--- What you are asked to do ---
From the items below, pull out every line that contains the word "positive" and copy each of those lines.

--- Exercise material ---

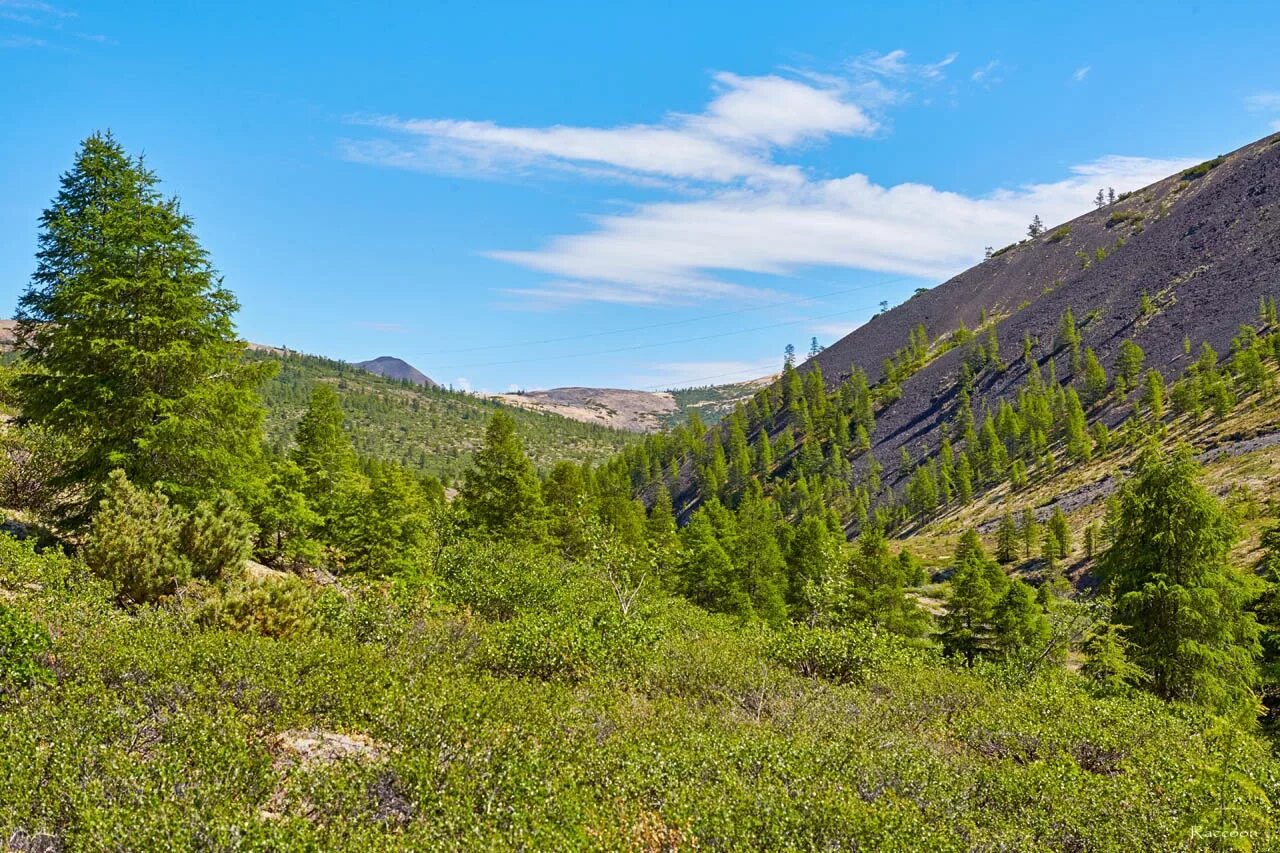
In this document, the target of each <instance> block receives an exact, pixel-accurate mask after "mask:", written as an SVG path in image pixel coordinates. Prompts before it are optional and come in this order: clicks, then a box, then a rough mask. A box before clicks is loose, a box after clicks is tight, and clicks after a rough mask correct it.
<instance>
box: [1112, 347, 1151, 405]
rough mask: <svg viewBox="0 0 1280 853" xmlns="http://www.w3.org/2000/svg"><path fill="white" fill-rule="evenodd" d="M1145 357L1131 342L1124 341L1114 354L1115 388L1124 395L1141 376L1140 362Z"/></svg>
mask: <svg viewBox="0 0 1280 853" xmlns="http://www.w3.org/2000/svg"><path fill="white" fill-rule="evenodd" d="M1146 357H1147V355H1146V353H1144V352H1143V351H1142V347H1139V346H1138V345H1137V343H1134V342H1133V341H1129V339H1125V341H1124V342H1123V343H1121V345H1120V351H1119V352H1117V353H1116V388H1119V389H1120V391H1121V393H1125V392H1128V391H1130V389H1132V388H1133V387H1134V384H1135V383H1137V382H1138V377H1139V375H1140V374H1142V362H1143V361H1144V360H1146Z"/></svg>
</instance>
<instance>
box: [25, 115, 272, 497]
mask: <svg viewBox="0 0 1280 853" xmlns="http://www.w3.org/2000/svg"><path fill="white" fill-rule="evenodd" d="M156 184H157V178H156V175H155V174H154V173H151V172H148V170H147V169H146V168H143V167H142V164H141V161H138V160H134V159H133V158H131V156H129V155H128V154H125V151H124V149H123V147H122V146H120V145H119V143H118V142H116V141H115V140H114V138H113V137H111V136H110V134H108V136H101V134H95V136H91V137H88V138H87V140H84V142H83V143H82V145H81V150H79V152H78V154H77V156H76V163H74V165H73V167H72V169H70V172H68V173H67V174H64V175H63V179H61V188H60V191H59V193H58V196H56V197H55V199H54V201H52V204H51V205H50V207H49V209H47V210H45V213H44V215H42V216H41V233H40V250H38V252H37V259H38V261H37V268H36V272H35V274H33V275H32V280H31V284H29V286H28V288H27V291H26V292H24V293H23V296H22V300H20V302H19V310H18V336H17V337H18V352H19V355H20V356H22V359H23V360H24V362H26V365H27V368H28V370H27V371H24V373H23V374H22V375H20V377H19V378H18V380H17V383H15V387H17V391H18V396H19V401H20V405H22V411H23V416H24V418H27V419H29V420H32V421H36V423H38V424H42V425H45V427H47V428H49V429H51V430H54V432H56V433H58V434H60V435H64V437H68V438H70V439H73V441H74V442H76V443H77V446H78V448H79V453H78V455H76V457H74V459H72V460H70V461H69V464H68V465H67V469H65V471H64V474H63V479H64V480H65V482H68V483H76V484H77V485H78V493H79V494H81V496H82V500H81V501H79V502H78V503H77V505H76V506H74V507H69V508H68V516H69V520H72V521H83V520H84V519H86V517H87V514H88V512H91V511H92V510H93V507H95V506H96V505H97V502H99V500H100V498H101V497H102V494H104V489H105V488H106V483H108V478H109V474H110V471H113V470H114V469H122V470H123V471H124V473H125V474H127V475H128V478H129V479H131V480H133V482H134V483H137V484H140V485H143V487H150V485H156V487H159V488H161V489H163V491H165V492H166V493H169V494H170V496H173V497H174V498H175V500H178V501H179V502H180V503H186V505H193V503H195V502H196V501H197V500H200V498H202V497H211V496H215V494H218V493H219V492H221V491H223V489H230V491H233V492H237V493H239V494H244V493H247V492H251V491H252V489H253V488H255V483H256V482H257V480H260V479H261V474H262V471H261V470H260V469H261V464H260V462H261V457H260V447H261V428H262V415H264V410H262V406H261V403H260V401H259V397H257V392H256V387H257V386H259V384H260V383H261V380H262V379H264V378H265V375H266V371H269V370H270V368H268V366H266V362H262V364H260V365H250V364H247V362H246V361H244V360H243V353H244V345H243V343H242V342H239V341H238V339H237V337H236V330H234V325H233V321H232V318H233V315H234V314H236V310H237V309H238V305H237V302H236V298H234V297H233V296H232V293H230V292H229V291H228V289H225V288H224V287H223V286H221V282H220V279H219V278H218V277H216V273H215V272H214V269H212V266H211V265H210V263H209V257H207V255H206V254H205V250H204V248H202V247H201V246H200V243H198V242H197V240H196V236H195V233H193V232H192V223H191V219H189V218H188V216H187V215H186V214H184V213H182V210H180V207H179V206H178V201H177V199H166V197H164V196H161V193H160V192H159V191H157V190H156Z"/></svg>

* * *

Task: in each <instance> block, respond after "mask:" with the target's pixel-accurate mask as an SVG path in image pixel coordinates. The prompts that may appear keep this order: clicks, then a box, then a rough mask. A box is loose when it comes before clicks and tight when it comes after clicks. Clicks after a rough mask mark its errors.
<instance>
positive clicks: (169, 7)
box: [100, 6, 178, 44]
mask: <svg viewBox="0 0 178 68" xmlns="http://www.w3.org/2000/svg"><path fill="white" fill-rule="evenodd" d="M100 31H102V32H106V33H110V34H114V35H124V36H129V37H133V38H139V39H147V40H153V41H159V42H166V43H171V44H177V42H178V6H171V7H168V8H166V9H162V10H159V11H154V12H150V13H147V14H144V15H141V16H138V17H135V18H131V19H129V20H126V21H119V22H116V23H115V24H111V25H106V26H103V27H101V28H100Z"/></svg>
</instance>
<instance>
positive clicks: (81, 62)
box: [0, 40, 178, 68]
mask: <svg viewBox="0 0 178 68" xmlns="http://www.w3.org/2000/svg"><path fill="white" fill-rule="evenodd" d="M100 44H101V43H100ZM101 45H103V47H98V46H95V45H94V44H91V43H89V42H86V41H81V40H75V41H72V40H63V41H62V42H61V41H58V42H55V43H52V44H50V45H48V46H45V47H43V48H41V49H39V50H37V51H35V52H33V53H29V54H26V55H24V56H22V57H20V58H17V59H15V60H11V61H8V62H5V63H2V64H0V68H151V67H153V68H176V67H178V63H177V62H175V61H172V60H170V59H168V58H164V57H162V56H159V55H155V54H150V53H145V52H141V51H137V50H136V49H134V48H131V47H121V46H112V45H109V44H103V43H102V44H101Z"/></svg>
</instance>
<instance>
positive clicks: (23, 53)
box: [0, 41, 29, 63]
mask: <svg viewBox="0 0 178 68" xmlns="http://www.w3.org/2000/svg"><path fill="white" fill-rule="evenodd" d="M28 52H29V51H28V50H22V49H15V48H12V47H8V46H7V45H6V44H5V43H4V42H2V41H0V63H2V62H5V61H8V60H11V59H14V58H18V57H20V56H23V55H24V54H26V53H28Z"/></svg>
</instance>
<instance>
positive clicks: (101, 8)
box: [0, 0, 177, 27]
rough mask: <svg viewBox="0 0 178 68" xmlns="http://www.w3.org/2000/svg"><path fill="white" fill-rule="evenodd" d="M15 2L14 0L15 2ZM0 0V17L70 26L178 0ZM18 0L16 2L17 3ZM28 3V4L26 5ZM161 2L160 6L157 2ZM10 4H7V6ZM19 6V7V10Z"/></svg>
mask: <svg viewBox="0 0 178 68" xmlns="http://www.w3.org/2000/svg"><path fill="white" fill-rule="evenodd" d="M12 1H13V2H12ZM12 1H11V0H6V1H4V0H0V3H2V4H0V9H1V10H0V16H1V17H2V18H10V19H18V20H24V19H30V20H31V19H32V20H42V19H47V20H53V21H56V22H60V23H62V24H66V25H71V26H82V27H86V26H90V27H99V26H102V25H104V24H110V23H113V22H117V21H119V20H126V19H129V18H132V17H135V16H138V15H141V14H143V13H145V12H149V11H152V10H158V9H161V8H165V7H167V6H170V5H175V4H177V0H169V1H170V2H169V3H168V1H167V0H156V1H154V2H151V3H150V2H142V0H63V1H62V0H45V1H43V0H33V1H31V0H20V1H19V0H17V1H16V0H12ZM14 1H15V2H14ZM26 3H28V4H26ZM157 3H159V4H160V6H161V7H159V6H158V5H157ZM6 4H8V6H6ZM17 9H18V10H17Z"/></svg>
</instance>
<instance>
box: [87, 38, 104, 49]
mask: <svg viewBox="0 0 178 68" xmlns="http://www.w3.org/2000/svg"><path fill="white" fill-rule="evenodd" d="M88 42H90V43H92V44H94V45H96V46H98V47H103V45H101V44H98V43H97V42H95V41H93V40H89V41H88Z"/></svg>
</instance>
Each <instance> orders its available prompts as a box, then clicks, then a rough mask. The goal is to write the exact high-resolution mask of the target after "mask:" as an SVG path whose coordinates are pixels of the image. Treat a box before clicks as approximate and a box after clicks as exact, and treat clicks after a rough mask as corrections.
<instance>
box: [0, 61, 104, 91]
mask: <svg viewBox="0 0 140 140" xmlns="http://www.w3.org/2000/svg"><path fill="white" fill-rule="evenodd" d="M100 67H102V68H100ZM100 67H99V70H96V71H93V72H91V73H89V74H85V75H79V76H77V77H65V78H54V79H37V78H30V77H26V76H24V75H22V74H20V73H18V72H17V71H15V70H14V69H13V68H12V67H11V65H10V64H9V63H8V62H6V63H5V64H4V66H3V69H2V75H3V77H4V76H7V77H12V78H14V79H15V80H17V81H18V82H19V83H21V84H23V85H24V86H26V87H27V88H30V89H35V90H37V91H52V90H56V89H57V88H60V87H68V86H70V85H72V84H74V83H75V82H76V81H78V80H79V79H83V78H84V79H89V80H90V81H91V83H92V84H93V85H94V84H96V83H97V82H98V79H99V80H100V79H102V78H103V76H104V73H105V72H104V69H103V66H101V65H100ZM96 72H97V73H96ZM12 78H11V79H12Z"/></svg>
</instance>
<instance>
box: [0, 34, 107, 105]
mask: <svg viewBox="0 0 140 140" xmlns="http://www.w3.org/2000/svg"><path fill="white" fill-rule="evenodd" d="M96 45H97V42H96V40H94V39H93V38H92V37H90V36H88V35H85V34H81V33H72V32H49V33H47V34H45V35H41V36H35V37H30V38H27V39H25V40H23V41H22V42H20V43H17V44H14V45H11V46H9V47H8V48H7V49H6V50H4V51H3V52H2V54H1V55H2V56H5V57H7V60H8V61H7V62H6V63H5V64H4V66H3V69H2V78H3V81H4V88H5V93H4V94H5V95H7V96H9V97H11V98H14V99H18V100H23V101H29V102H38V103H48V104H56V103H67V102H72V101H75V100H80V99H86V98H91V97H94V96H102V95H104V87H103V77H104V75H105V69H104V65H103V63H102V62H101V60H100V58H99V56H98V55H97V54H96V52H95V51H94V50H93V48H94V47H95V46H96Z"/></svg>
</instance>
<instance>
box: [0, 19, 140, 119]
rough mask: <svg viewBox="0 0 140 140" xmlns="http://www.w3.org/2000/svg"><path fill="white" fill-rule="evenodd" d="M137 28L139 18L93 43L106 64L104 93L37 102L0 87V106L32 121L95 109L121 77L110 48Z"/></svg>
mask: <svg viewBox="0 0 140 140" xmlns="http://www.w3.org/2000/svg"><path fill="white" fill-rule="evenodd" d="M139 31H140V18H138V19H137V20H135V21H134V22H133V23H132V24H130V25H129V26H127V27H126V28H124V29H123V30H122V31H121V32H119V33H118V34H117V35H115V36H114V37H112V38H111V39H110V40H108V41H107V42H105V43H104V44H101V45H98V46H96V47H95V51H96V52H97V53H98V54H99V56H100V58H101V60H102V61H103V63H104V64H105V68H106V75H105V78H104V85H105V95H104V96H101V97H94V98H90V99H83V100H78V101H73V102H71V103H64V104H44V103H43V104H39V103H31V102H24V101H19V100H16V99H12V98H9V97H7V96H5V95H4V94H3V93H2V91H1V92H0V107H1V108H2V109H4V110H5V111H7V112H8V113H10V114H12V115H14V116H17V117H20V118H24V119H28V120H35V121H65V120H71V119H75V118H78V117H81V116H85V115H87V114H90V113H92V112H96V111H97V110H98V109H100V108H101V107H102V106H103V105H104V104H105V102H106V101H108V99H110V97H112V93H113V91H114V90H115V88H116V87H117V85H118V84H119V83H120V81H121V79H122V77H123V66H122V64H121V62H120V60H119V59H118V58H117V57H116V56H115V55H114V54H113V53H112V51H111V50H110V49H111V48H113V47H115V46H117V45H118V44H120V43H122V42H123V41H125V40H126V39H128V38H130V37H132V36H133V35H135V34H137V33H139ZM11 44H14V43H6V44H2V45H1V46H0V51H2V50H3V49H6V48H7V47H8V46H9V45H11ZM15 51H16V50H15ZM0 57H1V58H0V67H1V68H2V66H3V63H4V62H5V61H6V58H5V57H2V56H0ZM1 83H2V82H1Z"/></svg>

--- Task answer ---
positive clicks: (169, 7)
positive clicks: (81, 62)
positive clicks: (23, 53)
positive clicks: (101, 8)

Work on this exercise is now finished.